§ Given problem 1
Scale the listing from its start through the line holding "103,67,148,129", inclusive. Give those lines again with their requests, multiplying every coordinate in the answers by 0.5 and rounding to whole numbers, halves up, and leave the numbers in the requests and their format samples unchanged.

§ Document
········

Charakterizace hlavních vzorků prachu odebraných v povrchovém hnědouhelném dole s využitím resuspenzní komory
Martin Civiš1,2, Jan Hovorka1
1Institute for Environmental Studies, Faculty of Science, Charles University in Prague, Benátská 2, 128 01 Prague 2, Czech Republic
2Institute of Physics, Academy of Sciences of the Czech Republic, Na Slovance 2, 182 21 Prague 8, Czech Republic, civis@email.cz
Abstract
A purpose-built cylindrical resuspension chamber (V=0.437 m3, S=3.66 m2, S/V=8.38) was used for the dispersion of samples of soil and various kinds of dust. The samples were studied from the point of view of the number and mass distribution of aerosol particles which could affect the concentration of atmospheric aerosol. The samples were taken from lignite, power plant flue ash, gypsum and road dust in the North Bohemian surface mine Nástup. The individual samples were pneumatically dispersed inside the chamber under defined temperature-humidity conditions (20°C and relative humidity (RH) 50 %). An APS (Aerodynamic Particle Sizer) processing provided us with average size distributions of particle mass and number. Lignite dust on mine roads and flue ash probably have the greatest potential impact on the concentration of atmospheric aerosol in the studied locality.

········

§ Given problem 2
Turn the dust study's paragraph beginning "A purpose-built cylindrical resuspension chamber" into a short list of its main facts.

§ Listed entries
········

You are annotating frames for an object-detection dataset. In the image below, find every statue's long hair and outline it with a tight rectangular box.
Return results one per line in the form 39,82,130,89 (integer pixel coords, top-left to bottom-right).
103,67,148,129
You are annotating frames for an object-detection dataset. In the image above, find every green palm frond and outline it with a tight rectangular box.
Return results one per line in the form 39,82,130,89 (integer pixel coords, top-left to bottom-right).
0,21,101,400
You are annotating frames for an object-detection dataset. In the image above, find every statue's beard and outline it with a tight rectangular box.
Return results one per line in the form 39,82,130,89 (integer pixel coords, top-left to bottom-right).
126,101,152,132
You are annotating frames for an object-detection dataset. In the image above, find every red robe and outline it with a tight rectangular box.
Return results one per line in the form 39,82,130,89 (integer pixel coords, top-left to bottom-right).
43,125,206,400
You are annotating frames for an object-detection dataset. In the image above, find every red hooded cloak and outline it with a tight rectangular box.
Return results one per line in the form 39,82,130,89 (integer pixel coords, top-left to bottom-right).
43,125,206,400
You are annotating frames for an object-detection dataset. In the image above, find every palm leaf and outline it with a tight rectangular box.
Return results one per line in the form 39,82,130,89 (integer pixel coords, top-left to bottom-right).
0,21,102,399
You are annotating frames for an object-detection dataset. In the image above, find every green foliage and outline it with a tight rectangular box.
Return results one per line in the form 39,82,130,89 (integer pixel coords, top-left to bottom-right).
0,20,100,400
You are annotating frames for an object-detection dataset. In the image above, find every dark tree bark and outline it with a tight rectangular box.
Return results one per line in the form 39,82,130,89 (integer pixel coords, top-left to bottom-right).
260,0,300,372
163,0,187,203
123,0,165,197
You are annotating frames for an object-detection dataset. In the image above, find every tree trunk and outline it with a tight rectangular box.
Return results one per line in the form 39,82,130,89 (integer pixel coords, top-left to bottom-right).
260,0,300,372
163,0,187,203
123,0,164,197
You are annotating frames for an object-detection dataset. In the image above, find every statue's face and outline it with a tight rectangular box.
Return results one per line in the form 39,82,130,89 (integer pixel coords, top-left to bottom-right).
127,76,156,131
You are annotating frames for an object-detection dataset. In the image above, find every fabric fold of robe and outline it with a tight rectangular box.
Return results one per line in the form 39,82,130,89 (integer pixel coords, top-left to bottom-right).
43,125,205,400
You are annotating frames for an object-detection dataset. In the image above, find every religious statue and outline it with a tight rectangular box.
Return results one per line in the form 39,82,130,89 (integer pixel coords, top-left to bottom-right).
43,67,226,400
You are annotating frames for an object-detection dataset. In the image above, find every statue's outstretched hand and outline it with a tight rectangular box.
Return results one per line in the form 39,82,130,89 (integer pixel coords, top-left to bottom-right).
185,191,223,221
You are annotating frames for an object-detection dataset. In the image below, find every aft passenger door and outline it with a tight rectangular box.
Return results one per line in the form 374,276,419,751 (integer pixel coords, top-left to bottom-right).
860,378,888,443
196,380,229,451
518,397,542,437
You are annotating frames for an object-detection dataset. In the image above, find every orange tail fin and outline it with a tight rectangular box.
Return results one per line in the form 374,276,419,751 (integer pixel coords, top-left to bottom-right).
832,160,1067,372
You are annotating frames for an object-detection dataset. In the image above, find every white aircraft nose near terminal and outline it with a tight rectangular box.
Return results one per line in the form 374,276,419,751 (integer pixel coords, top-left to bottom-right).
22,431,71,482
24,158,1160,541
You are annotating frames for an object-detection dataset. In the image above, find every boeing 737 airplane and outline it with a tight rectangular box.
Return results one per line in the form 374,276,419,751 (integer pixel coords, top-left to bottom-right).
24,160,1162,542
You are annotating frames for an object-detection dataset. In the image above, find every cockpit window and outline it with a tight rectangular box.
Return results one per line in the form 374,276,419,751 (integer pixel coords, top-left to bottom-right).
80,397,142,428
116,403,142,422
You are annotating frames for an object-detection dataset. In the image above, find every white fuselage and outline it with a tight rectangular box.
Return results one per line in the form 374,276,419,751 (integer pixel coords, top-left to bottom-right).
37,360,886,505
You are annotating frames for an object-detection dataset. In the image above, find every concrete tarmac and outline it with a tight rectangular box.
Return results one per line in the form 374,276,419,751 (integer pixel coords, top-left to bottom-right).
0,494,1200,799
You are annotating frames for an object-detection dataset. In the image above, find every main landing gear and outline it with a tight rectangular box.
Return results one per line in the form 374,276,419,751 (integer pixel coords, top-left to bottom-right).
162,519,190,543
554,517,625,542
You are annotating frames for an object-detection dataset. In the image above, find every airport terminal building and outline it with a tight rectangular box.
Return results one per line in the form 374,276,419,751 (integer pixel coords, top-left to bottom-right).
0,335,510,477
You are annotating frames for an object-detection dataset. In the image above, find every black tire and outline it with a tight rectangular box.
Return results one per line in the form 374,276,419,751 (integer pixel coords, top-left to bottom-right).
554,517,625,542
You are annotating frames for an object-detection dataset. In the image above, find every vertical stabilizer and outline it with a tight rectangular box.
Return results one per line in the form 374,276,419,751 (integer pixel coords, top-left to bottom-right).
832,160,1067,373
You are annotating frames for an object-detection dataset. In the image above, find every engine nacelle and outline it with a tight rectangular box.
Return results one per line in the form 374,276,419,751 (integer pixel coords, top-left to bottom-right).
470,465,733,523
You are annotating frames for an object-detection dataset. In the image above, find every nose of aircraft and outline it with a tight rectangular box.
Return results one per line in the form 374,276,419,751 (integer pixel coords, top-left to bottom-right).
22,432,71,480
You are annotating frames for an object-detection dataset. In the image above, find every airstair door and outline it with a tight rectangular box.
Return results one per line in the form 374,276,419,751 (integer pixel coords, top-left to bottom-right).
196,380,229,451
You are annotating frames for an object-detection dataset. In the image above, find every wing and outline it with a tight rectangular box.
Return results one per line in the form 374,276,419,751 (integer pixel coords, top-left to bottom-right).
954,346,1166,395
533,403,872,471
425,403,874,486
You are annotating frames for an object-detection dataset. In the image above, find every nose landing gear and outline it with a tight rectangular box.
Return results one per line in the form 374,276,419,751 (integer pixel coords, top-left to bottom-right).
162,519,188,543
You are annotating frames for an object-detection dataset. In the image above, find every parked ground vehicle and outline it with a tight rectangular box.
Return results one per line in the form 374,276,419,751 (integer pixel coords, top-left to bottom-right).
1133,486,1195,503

········

§ Correct response 1
You are annotating frames for an object-detection dataset. In the image below, find every statue's long hair and outline it with a tight rectangular box.
Return results one per line in the form 39,82,130,89 (integer pixel coords, top-left to bottom-right).
52,34,74,65

§ Correct response 2
- Equipment: a purpose-built cylindrical resuspension chamber (V=0.437 m3, S=3.66 m2, S/V=8.38) dispersed samples of soil and various kinds of dust.
- Aim: to study the number and mass distribution of aerosol particles that could affect the concentration of atmospheric aerosol.
- Samples: lignite, power plant flue ash, gypsum and road dust from the North Bohemian surface mine Nástup.
- Conditions: each sample was pneumatically dispersed at 20°C and 50% relative humidity.
- Measurement: an APS (Aerodynamic Particle Sizer) gave average size distributions of particle mass and number.
- Finding: lignite dust on mine roads and flue ash probably have the greatest potential impact on atmospheric aerosol concentration in the studied locality.